BEGIN ENTRIES
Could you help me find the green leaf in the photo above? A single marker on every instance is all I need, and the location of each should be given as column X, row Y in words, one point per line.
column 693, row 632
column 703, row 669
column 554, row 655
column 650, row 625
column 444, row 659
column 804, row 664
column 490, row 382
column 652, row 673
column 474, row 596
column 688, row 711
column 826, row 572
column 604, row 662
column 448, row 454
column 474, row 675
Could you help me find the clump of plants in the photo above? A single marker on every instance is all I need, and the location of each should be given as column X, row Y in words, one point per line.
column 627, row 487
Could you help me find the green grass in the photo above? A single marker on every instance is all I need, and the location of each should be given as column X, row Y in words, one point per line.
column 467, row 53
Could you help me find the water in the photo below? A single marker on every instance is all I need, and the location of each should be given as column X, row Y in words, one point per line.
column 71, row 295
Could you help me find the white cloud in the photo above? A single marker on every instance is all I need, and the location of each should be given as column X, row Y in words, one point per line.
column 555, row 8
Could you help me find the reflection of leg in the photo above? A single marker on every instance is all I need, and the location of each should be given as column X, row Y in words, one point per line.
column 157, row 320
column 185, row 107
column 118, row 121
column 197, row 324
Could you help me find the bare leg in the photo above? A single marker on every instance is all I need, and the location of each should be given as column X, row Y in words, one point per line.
END ENTRIES
BEGIN ENTRIES
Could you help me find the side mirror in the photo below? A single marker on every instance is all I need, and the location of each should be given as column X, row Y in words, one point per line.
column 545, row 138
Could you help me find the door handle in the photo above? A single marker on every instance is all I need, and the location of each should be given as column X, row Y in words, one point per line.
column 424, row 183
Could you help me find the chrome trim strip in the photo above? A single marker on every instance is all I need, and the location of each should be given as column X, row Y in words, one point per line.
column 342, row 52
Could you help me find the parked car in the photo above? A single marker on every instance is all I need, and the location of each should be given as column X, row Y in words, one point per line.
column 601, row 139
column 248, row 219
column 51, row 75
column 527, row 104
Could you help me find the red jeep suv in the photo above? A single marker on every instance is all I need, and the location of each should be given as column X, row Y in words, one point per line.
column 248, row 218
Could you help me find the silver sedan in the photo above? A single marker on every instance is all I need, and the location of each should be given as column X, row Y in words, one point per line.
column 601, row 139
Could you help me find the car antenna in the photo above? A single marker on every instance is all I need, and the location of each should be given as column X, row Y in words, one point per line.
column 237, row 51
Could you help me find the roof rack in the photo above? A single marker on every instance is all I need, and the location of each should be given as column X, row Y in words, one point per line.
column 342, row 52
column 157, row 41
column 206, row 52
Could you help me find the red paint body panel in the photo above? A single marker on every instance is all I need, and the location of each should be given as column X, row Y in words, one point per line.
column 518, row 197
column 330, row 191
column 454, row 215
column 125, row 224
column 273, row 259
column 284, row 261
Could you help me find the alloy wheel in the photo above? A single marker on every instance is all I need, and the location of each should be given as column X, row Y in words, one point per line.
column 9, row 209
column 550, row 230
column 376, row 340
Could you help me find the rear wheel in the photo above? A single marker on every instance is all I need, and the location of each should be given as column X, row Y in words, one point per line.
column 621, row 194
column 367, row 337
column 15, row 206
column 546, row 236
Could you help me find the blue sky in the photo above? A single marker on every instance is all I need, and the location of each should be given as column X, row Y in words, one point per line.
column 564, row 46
END ENTRIES
BEGIN ENTRIES
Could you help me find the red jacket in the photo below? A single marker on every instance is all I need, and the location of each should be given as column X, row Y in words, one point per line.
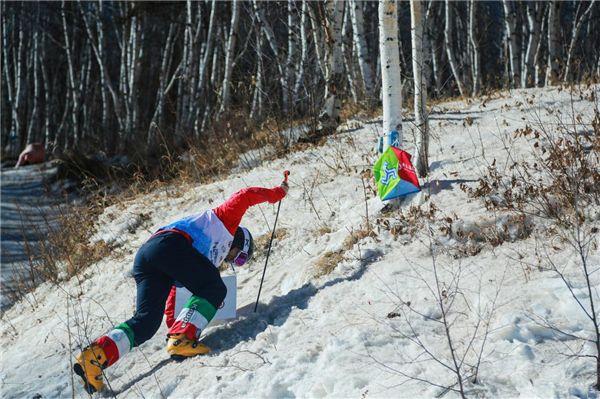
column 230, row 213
END ENTRIES
> _PROBLEM REQUIREMENTS_
Copy the records word for word. Begin at the line that contains "Could you help me find the red jeep" and stop after the line that contains "column 206, row 52".

> _THE SOLUTION_
Could you help me find the red jeep suv in the photo above? A single marker on every instance is all I need, and the location of each should be given as column X, row Y in words, one point per line.
column 248, row 218
Could you help me find the silver sedan in the photo above? A single marker on every instance is all I need, and the location of each should be given as column X, row Y in words, one point per line.
column 601, row 139
Could you help me find the car antenna in the photo above? A single marker on every instance is all I need, and the location of each should be given as column X, row Y in words, one point per line.
column 237, row 51
Could you help me find the roof rack in the photo above? A single marker on every instance is all I need, and the location of each should be given as column X, row Y in words, one point per line.
column 342, row 52
column 157, row 41
column 206, row 52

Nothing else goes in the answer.